-- start of RECORDS FOR THIS EXERCISE --

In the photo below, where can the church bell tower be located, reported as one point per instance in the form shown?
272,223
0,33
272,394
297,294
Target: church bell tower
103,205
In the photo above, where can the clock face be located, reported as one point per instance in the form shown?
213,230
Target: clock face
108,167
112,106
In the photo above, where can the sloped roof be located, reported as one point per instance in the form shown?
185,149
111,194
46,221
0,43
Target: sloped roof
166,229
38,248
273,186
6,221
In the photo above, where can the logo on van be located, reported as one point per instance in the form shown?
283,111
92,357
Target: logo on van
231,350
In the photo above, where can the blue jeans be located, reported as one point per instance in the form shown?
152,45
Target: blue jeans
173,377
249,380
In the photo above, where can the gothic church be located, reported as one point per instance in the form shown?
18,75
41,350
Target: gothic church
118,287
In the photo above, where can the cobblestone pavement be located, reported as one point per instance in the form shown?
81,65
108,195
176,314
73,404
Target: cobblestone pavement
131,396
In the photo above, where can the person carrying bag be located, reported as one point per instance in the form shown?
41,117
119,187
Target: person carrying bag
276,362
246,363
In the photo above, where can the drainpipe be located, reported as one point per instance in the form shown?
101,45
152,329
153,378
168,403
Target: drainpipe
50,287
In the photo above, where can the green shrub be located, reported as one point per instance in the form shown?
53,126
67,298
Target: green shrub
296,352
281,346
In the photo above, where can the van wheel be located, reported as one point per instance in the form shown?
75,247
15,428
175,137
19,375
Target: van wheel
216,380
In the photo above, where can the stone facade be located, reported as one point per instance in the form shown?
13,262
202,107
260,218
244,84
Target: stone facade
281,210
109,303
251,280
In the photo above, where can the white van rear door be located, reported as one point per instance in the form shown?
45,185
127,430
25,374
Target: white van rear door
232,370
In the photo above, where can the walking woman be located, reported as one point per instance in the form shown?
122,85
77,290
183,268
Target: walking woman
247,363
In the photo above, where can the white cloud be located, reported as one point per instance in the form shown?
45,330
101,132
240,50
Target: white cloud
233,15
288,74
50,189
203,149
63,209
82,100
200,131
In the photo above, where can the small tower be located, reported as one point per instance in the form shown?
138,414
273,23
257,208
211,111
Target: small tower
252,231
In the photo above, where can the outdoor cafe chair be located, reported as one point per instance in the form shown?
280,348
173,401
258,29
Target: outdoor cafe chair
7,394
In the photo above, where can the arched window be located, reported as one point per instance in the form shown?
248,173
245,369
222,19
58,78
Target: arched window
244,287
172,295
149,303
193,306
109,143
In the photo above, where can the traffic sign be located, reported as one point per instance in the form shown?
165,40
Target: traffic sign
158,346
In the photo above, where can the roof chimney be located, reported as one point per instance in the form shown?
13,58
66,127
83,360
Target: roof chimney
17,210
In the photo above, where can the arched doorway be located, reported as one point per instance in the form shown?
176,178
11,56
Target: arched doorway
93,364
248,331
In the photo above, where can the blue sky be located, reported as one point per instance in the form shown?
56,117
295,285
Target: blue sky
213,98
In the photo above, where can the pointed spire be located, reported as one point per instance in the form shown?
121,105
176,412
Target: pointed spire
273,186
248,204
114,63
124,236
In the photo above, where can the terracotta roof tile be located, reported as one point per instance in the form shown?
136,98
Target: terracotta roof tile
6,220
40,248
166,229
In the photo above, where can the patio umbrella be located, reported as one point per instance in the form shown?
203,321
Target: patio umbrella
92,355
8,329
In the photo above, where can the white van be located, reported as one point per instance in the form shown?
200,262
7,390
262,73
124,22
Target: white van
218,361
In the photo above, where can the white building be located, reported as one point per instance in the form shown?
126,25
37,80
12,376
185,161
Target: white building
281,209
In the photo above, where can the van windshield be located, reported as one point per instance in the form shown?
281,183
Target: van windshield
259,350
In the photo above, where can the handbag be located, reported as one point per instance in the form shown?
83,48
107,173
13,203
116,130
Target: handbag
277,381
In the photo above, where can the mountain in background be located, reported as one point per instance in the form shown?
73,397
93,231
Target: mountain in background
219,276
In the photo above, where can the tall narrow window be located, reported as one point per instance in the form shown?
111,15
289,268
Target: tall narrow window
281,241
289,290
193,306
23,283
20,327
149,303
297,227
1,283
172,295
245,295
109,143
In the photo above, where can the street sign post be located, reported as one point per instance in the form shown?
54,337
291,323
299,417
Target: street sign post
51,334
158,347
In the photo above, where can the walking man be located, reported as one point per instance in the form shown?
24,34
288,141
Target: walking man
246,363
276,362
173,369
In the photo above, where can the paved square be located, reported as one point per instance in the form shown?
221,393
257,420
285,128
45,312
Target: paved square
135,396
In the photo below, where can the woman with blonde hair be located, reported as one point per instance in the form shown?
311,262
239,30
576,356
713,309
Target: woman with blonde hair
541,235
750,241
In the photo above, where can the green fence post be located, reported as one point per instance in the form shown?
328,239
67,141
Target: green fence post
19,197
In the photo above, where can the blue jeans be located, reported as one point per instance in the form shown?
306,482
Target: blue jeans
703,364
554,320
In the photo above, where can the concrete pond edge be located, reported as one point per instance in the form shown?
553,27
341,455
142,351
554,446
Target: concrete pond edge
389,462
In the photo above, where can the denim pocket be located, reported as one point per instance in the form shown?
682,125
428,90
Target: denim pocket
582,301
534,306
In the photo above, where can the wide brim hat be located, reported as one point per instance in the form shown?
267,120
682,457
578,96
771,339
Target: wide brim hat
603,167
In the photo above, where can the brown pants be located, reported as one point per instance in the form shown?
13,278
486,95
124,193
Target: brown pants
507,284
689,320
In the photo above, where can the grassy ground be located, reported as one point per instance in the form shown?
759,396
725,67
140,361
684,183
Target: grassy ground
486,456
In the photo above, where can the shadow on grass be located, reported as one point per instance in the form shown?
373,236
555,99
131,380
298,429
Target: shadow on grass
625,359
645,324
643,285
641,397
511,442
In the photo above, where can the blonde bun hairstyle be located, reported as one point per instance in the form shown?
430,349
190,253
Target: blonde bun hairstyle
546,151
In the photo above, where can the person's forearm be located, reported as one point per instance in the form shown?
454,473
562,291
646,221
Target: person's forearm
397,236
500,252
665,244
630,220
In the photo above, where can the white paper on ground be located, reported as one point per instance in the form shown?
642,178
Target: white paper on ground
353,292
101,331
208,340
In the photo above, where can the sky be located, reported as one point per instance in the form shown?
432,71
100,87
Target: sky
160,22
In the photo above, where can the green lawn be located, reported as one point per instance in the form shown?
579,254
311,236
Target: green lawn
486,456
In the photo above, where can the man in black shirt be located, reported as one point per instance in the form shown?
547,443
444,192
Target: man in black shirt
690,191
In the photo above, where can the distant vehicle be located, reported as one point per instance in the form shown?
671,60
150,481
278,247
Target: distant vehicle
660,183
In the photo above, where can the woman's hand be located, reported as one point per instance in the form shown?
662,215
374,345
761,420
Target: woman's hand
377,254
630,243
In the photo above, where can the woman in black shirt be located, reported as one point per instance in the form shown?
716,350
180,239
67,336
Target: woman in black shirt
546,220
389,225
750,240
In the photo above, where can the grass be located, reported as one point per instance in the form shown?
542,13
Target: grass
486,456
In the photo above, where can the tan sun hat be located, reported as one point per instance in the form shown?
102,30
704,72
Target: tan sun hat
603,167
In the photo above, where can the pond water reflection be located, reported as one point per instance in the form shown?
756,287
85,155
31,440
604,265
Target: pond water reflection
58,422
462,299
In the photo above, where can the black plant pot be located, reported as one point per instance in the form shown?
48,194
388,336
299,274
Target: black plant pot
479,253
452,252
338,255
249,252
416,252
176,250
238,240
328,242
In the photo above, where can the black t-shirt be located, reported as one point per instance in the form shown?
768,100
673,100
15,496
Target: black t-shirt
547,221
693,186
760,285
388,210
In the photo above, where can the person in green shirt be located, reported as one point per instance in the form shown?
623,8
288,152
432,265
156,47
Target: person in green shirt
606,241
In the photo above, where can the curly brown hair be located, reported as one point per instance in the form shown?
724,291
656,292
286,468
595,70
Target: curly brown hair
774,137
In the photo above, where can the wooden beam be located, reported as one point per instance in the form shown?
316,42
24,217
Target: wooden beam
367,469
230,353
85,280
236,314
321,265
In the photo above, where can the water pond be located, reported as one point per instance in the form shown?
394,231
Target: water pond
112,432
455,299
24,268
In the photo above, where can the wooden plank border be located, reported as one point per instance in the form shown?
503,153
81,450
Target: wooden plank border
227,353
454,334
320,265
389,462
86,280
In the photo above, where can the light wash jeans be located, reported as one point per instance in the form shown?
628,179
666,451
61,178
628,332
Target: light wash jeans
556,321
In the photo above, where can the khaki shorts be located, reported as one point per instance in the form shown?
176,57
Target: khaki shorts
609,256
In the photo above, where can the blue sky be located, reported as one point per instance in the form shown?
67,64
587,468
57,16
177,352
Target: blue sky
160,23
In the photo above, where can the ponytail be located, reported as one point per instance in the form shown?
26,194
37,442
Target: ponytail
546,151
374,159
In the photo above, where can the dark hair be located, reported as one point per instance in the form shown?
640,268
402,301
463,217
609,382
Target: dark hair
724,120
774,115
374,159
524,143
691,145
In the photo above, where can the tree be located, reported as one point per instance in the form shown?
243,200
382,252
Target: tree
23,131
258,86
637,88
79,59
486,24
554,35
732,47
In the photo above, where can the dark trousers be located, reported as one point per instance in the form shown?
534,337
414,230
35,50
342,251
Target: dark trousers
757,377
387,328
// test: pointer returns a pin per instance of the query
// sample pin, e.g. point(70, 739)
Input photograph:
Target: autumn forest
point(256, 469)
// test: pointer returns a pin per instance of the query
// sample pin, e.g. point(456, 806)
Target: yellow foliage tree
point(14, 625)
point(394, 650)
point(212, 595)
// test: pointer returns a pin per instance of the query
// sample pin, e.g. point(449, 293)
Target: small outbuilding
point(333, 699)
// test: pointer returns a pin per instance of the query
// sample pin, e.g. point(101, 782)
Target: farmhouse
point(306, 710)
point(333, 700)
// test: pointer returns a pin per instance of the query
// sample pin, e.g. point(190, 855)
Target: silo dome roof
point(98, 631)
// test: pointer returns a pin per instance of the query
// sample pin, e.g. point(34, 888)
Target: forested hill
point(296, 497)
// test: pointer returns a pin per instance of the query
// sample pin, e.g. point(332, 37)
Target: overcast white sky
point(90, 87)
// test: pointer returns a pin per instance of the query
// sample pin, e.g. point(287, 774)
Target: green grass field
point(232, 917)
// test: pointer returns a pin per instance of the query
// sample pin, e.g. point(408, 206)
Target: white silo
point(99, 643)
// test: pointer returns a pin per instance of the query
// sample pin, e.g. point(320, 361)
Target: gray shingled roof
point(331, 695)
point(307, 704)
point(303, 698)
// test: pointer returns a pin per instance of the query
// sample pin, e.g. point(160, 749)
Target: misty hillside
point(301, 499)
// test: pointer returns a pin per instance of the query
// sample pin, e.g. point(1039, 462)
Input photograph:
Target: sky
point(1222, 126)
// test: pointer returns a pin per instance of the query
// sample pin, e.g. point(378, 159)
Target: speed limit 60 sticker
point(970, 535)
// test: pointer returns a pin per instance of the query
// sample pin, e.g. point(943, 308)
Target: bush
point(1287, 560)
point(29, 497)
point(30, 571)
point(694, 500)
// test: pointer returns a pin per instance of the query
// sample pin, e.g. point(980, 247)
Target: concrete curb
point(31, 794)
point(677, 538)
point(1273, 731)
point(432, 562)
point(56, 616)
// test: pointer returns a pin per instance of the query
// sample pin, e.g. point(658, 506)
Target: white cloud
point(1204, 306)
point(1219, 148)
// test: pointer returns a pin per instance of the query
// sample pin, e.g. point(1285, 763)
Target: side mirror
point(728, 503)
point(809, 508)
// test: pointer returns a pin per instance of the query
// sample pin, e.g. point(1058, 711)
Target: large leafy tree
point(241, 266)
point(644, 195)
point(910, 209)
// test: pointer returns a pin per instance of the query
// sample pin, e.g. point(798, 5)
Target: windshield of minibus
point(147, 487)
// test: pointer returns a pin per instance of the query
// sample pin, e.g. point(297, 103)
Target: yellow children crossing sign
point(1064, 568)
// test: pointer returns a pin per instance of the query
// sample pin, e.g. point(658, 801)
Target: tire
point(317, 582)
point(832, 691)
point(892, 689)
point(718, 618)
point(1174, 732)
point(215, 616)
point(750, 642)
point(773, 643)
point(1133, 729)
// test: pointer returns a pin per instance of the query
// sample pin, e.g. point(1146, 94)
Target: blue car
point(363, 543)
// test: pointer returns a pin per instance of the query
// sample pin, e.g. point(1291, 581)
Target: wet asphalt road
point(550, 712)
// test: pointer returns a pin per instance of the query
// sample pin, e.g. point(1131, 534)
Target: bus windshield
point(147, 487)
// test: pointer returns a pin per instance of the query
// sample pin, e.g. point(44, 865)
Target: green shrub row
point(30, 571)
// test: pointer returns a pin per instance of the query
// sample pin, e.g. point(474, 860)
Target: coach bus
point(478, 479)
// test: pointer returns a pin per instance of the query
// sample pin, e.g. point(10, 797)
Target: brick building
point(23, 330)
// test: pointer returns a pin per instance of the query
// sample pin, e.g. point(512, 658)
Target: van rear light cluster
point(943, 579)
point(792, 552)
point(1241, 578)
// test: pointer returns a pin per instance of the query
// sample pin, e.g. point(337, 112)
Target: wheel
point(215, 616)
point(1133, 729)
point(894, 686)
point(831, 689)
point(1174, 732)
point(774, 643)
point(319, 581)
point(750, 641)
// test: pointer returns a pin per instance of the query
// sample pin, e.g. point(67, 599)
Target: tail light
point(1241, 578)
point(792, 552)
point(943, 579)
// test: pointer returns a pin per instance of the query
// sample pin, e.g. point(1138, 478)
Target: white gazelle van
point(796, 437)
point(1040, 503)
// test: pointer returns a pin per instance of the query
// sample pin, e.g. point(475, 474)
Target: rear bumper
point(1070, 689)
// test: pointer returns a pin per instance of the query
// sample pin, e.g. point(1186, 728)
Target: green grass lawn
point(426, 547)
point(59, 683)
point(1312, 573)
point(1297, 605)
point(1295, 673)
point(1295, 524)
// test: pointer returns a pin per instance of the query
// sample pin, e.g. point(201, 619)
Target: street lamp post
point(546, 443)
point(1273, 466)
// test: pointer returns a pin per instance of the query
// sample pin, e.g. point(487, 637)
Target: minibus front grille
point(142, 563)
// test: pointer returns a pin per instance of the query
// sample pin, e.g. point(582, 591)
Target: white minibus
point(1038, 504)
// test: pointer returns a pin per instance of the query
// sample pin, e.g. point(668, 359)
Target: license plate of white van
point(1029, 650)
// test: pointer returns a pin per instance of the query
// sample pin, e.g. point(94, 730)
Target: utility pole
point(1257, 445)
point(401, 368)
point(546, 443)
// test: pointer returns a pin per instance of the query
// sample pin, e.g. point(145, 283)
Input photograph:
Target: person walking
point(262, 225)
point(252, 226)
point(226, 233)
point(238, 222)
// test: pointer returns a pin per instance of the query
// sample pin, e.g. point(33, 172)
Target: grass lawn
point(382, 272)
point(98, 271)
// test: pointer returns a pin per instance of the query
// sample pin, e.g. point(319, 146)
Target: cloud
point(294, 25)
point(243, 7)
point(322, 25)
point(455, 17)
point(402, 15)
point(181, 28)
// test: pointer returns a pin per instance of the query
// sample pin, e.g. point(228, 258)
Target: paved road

-- end of RECORDS FOR THIS EXERCISE --

▸ TASK PROMPT:
State how many lines in the listing above contain the string "logo". Give only the number.

▸ SOLUTION TO THIS PROBLEM:
2